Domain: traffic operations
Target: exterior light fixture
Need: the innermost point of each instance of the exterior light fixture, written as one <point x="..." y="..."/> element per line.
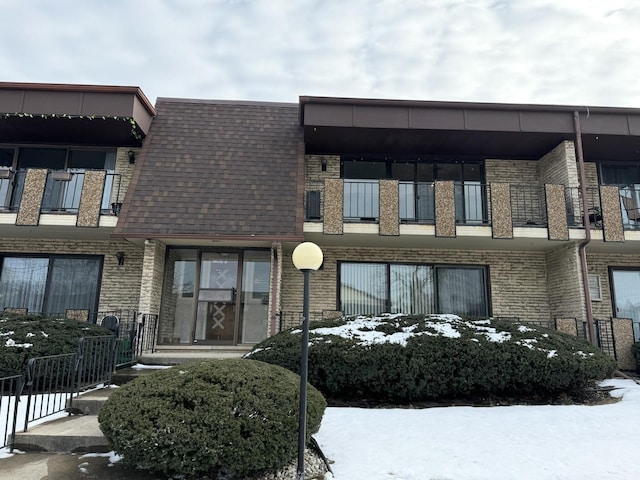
<point x="306" y="257"/>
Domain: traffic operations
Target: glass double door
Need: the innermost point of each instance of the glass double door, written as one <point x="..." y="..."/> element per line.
<point x="626" y="296"/>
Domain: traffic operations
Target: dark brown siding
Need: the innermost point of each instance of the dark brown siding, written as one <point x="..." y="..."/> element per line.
<point x="217" y="169"/>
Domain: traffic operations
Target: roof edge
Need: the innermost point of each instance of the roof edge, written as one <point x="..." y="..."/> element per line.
<point x="306" y="99"/>
<point x="70" y="87"/>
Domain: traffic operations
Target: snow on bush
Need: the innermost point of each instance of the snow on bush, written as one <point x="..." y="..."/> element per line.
<point x="400" y="358"/>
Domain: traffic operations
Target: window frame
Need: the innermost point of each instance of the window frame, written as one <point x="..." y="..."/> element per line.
<point x="436" y="266"/>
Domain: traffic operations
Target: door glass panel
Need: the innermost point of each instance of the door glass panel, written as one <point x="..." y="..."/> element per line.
<point x="23" y="282"/>
<point x="412" y="289"/>
<point x="363" y="288"/>
<point x="256" y="268"/>
<point x="626" y="290"/>
<point x="216" y="312"/>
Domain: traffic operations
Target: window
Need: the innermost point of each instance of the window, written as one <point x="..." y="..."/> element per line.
<point x="371" y="288"/>
<point x="49" y="285"/>
<point x="58" y="194"/>
<point x="416" y="188"/>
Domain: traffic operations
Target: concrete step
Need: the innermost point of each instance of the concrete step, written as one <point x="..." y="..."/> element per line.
<point x="78" y="433"/>
<point x="89" y="403"/>
<point x="176" y="357"/>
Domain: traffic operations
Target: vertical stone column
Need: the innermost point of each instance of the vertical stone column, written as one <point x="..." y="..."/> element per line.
<point x="501" y="221"/>
<point x="389" y="209"/>
<point x="623" y="339"/>
<point x="31" y="201"/>
<point x="91" y="198"/>
<point x="333" y="206"/>
<point x="611" y="214"/>
<point x="152" y="277"/>
<point x="556" y="212"/>
<point x="567" y="325"/>
<point x="445" y="209"/>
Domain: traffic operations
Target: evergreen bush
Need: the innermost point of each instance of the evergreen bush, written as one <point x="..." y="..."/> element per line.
<point x="28" y="336"/>
<point x="211" y="417"/>
<point x="403" y="358"/>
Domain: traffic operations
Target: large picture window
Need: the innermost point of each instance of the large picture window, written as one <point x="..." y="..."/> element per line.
<point x="371" y="288"/>
<point x="49" y="285"/>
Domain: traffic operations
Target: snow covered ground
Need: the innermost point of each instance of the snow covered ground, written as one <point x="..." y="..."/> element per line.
<point x="493" y="443"/>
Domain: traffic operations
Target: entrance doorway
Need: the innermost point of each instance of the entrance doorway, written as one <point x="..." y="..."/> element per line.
<point x="626" y="296"/>
<point x="215" y="297"/>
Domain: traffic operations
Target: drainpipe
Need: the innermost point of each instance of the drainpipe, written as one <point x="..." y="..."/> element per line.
<point x="587" y="228"/>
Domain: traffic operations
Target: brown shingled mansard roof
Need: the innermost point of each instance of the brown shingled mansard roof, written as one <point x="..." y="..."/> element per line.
<point x="218" y="169"/>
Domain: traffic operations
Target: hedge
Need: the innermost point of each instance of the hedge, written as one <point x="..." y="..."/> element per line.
<point x="403" y="358"/>
<point x="228" y="417"/>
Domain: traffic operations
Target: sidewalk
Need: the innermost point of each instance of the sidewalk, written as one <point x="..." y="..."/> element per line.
<point x="68" y="466"/>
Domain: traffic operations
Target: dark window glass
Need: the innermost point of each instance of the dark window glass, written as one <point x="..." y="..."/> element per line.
<point x="6" y="157"/>
<point x="364" y="170"/>
<point x="51" y="158"/>
<point x="372" y="288"/>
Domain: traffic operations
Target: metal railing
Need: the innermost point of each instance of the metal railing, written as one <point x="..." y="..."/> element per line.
<point x="471" y="203"/>
<point x="575" y="215"/>
<point x="361" y="200"/>
<point x="62" y="192"/>
<point x="528" y="206"/>
<point x="417" y="202"/>
<point x="10" y="391"/>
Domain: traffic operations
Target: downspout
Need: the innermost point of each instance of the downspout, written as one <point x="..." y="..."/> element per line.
<point x="587" y="229"/>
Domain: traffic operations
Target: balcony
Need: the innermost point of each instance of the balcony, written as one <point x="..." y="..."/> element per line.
<point x="27" y="195"/>
<point x="453" y="209"/>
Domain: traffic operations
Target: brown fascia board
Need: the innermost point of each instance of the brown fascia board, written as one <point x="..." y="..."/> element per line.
<point x="466" y="116"/>
<point x="79" y="88"/>
<point x="226" y="102"/>
<point x="303" y="100"/>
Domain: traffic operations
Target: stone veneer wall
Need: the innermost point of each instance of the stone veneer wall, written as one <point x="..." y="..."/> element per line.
<point x="559" y="166"/>
<point x="518" y="279"/>
<point x="152" y="277"/>
<point x="120" y="285"/>
<point x="564" y="280"/>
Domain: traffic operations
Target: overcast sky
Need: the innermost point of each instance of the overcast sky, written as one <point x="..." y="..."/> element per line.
<point x="577" y="52"/>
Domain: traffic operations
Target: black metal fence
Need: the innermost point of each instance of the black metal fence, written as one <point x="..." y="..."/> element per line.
<point x="50" y="383"/>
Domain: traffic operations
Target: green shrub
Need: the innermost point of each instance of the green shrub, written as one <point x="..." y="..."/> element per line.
<point x="25" y="337"/>
<point x="230" y="416"/>
<point x="404" y="358"/>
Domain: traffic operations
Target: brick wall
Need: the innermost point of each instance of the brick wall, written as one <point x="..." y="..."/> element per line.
<point x="152" y="276"/>
<point x="564" y="280"/>
<point x="599" y="264"/>
<point x="517" y="279"/>
<point x="120" y="285"/>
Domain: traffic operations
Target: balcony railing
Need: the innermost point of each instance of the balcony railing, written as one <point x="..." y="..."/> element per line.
<point x="417" y="202"/>
<point x="62" y="192"/>
<point x="361" y="200"/>
<point x="528" y="206"/>
<point x="575" y="210"/>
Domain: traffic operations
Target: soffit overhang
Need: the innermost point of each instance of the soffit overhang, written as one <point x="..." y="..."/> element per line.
<point x="472" y="130"/>
<point x="73" y="114"/>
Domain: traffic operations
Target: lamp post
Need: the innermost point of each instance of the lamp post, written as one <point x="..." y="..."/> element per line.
<point x="307" y="257"/>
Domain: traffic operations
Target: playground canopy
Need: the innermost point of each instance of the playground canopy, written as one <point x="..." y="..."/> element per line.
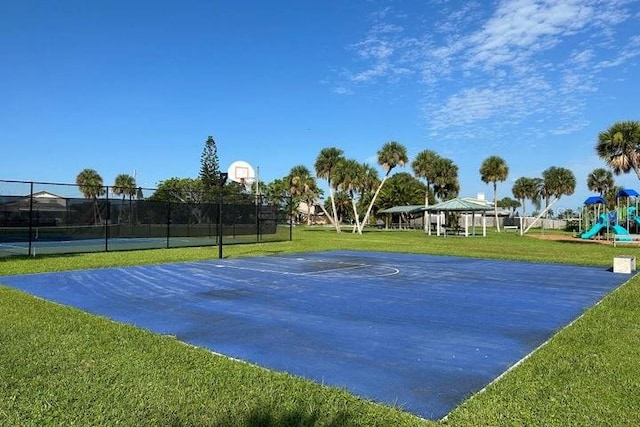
<point x="627" y="192"/>
<point x="594" y="200"/>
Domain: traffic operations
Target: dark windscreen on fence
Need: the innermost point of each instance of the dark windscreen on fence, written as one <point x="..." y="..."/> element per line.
<point x="40" y="218"/>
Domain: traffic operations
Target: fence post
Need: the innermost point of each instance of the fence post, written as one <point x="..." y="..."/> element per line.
<point x="106" y="222"/>
<point x="30" y="253"/>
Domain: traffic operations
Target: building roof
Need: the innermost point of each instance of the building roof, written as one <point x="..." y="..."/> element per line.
<point x="404" y="209"/>
<point x="458" y="205"/>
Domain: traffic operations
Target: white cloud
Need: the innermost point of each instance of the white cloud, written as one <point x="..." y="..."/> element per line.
<point x="482" y="71"/>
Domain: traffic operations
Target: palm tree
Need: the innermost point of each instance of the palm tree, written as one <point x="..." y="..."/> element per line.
<point x="325" y="166"/>
<point x="302" y="186"/>
<point x="91" y="185"/>
<point x="558" y="182"/>
<point x="349" y="175"/>
<point x="445" y="184"/>
<point x="492" y="170"/>
<point x="424" y="166"/>
<point x="520" y="191"/>
<point x="600" y="180"/>
<point x="125" y="185"/>
<point x="391" y="154"/>
<point x="619" y="146"/>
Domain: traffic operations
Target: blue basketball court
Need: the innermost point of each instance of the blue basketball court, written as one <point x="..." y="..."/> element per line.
<point x="420" y="332"/>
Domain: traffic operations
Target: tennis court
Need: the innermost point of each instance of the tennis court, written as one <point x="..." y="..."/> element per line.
<point x="420" y="332"/>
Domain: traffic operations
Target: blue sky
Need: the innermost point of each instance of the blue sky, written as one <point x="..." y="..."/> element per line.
<point x="124" y="86"/>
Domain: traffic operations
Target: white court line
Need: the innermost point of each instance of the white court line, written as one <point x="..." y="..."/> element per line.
<point x="309" y="273"/>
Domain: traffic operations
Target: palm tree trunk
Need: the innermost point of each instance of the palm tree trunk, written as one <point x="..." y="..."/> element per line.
<point x="355" y="215"/>
<point x="336" y="223"/>
<point x="373" y="200"/>
<point x="425" y="215"/>
<point x="495" y="205"/>
<point x="329" y="218"/>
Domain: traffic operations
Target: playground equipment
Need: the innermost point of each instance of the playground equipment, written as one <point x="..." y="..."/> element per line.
<point x="612" y="220"/>
<point x="604" y="222"/>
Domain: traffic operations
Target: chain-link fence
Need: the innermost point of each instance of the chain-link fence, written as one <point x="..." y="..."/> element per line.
<point x="49" y="218"/>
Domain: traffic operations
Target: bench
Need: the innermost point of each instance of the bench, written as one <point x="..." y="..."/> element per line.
<point x="624" y="264"/>
<point x="626" y="238"/>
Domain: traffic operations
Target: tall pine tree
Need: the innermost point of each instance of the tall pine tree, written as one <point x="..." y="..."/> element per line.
<point x="209" y="167"/>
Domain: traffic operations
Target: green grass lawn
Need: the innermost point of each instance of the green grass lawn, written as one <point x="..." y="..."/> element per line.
<point x="60" y="366"/>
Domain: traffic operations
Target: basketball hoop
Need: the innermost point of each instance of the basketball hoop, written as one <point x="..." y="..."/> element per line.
<point x="242" y="173"/>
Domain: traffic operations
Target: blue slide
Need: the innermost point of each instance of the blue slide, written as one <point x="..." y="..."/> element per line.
<point x="621" y="231"/>
<point x="594" y="230"/>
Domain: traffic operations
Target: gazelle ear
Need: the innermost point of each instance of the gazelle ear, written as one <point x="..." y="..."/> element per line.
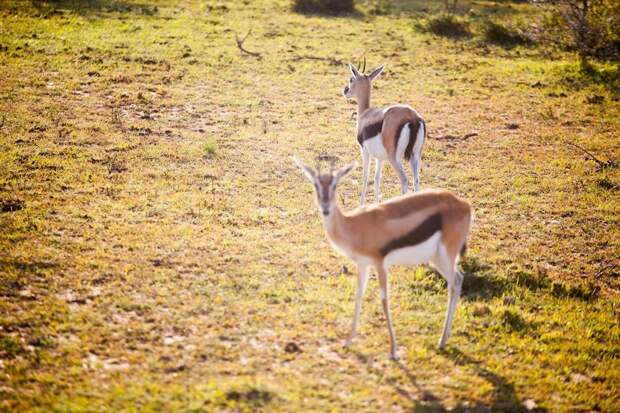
<point x="344" y="171"/>
<point x="376" y="73"/>
<point x="353" y="70"/>
<point x="309" y="172"/>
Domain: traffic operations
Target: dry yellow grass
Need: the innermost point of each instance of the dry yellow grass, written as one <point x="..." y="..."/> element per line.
<point x="159" y="249"/>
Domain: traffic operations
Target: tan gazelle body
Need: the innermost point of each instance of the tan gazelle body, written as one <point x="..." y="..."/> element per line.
<point x="429" y="226"/>
<point x="393" y="133"/>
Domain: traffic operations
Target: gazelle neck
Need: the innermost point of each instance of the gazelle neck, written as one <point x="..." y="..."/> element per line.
<point x="363" y="103"/>
<point x="334" y="222"/>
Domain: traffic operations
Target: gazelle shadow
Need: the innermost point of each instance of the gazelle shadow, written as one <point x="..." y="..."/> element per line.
<point x="423" y="400"/>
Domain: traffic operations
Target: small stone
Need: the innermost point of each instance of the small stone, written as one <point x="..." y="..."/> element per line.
<point x="509" y="300"/>
<point x="481" y="310"/>
<point x="292" y="347"/>
<point x="529" y="404"/>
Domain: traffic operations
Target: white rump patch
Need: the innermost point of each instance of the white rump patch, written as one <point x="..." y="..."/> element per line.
<point x="375" y="147"/>
<point x="416" y="254"/>
<point x="403" y="141"/>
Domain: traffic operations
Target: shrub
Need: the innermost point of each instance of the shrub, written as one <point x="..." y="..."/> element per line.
<point x="448" y="25"/>
<point x="590" y="27"/>
<point x="324" y="6"/>
<point x="501" y="35"/>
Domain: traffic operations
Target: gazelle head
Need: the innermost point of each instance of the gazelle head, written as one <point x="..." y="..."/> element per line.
<point x="325" y="183"/>
<point x="359" y="84"/>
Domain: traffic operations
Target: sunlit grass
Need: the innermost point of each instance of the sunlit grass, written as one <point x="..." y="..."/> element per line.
<point x="159" y="250"/>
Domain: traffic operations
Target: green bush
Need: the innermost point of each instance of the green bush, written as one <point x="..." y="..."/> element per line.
<point x="324" y="6"/>
<point x="447" y="25"/>
<point x="499" y="34"/>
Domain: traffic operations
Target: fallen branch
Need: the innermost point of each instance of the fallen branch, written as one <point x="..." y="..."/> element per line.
<point x="454" y="137"/>
<point x="243" y="49"/>
<point x="331" y="60"/>
<point x="601" y="164"/>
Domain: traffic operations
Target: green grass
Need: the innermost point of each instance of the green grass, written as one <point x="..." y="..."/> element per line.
<point x="159" y="250"/>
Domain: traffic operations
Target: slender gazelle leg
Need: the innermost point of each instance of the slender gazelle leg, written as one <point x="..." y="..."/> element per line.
<point x="402" y="176"/>
<point x="378" y="164"/>
<point x="362" y="282"/>
<point x="366" y="162"/>
<point x="415" y="167"/>
<point x="384" y="291"/>
<point x="447" y="268"/>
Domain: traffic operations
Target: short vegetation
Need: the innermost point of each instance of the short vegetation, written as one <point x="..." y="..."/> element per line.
<point x="160" y="252"/>
<point x="324" y="6"/>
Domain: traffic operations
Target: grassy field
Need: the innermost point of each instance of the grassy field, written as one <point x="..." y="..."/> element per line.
<point x="159" y="251"/>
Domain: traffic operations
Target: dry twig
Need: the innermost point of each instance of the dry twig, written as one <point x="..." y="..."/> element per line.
<point x="243" y="49"/>
<point x="601" y="164"/>
<point x="331" y="60"/>
<point x="454" y="137"/>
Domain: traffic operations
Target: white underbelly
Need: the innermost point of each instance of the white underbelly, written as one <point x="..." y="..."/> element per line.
<point x="347" y="252"/>
<point x="415" y="255"/>
<point x="375" y="147"/>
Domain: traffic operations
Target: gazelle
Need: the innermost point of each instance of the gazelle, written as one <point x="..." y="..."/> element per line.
<point x="392" y="133"/>
<point x="429" y="226"/>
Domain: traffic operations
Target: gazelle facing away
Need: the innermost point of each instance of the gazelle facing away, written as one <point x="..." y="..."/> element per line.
<point x="392" y="133"/>
<point x="430" y="226"/>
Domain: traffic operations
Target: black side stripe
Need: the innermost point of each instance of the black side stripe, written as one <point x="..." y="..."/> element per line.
<point x="369" y="131"/>
<point x="414" y="127"/>
<point x="416" y="236"/>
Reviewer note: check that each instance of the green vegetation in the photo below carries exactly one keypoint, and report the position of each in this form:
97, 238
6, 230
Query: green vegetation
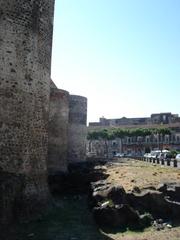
110, 134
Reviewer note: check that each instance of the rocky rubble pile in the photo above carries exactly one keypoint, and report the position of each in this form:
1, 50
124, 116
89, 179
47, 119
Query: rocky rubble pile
114, 207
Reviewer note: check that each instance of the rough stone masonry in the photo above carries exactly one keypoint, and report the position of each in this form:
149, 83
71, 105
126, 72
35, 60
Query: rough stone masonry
25, 62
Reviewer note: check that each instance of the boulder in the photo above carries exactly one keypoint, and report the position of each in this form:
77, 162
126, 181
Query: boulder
118, 216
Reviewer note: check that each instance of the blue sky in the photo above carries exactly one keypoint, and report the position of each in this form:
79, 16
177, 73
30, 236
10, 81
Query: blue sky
123, 55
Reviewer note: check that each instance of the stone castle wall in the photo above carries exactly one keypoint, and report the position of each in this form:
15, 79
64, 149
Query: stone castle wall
25, 58
58, 131
77, 129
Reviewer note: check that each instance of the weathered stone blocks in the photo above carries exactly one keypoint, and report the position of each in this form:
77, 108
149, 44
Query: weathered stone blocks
25, 61
77, 129
58, 131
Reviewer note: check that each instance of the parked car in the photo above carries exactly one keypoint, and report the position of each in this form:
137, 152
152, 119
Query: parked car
119, 155
155, 153
178, 157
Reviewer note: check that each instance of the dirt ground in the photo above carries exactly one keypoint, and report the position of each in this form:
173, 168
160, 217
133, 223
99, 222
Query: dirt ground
130, 173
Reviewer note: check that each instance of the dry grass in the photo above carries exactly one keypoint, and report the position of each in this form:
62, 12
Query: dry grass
131, 173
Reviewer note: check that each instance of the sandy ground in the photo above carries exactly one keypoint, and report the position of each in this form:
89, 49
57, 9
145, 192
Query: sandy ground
131, 173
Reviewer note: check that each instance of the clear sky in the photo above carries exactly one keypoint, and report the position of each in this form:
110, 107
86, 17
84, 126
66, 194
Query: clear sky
123, 55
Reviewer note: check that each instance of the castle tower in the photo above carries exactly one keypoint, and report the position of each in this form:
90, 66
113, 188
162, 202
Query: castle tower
25, 61
77, 129
58, 132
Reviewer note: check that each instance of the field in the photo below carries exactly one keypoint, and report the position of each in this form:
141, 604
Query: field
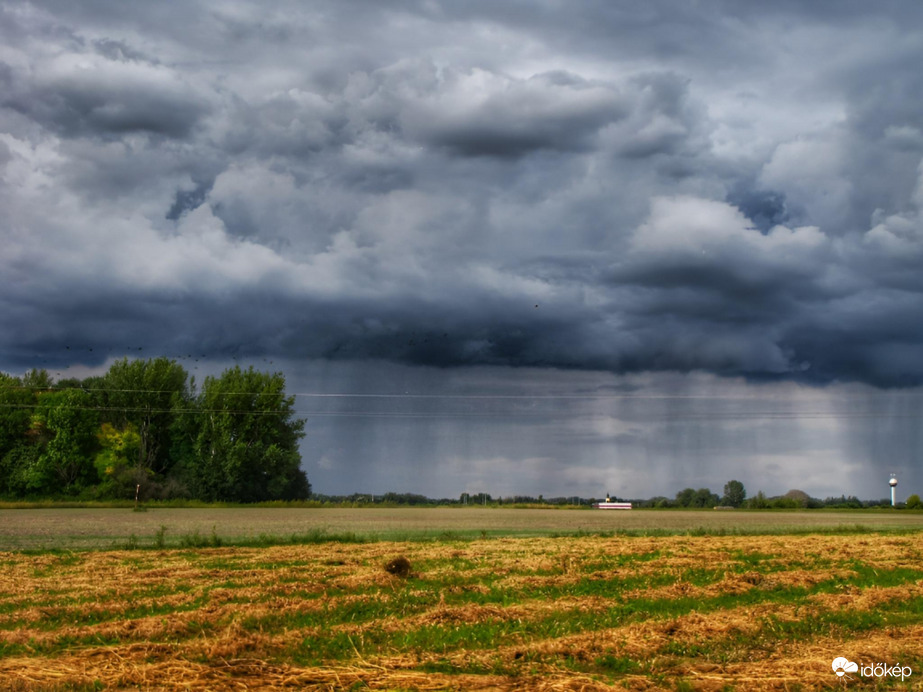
542, 612
106, 528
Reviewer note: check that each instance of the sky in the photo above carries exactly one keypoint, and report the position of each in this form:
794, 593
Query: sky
551, 247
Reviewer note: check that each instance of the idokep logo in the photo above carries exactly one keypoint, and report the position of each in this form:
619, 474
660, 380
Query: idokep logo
842, 666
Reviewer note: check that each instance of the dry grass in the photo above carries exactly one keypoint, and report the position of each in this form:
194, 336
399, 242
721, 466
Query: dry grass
707, 613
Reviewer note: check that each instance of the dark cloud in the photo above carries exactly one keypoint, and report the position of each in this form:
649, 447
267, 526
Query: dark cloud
721, 187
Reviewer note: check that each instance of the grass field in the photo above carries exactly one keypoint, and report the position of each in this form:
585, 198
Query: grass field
107, 528
584, 613
768, 611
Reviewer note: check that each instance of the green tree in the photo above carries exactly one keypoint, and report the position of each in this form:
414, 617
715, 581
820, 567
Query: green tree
116, 461
144, 394
758, 501
64, 426
705, 498
734, 494
685, 497
246, 445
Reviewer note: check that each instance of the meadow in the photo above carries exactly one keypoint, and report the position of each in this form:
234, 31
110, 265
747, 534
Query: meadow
59, 528
445, 609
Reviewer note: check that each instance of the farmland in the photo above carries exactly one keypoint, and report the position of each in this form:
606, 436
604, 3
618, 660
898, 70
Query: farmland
709, 612
106, 528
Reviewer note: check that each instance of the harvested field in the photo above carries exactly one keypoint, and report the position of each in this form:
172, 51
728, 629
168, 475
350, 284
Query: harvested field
540, 613
107, 528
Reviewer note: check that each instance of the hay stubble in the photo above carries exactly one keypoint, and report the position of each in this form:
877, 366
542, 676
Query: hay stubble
758, 612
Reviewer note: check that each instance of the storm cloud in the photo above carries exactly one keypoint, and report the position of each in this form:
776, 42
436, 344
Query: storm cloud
466, 184
735, 189
650, 198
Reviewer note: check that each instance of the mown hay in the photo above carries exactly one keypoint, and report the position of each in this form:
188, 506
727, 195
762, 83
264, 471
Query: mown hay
399, 567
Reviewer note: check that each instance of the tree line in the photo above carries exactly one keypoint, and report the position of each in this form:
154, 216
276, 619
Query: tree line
145, 427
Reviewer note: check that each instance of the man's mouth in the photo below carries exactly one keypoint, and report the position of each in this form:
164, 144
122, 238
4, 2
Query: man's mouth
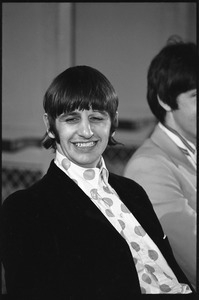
85, 144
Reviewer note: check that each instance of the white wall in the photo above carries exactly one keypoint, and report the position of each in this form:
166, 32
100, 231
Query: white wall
36, 46
120, 39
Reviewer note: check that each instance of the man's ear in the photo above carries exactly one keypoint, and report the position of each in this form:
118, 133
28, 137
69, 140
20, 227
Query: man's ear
164, 105
46, 122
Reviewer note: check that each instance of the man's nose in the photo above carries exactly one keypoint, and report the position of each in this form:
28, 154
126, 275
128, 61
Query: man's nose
85, 129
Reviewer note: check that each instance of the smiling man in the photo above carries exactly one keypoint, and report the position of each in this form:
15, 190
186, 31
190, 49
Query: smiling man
82, 232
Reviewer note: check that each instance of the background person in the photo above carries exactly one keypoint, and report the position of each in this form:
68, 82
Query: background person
165, 165
82, 232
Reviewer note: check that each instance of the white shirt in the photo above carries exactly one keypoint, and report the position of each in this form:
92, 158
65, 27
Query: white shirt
155, 276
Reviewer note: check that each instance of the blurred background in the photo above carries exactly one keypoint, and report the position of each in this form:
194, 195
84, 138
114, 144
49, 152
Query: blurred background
40, 40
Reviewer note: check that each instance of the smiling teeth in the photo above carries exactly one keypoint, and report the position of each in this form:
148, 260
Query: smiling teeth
90, 144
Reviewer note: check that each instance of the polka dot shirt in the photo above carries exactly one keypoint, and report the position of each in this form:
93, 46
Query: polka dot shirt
155, 276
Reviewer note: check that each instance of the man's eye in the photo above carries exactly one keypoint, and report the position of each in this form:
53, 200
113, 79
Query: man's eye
71, 120
97, 119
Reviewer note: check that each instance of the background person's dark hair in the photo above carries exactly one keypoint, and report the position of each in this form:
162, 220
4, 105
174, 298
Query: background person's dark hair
79, 87
171, 72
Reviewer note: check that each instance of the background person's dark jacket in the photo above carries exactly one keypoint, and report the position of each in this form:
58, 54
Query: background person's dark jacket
55, 241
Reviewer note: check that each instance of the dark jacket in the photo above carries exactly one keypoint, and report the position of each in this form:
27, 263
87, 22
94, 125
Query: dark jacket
55, 241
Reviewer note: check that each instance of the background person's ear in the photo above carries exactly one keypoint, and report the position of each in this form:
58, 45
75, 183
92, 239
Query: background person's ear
163, 105
46, 122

----

§ **Activity**:
The answer should consist of all lines from the records above that hold the word "below".

§ **Response to this exercise**:
Reviewer note: check that each instance of the green vegetation in the photo below carries exactly one keypoint, and report the position of each in this form:
Reviewer note: check that each instance of the field in the photo below carries exactly one keypoint, and report the position of each in this form:
Reviewer note: check that each instance of the man's mouth in the photo below carries exactly one keypoint, and report the position of each in this form:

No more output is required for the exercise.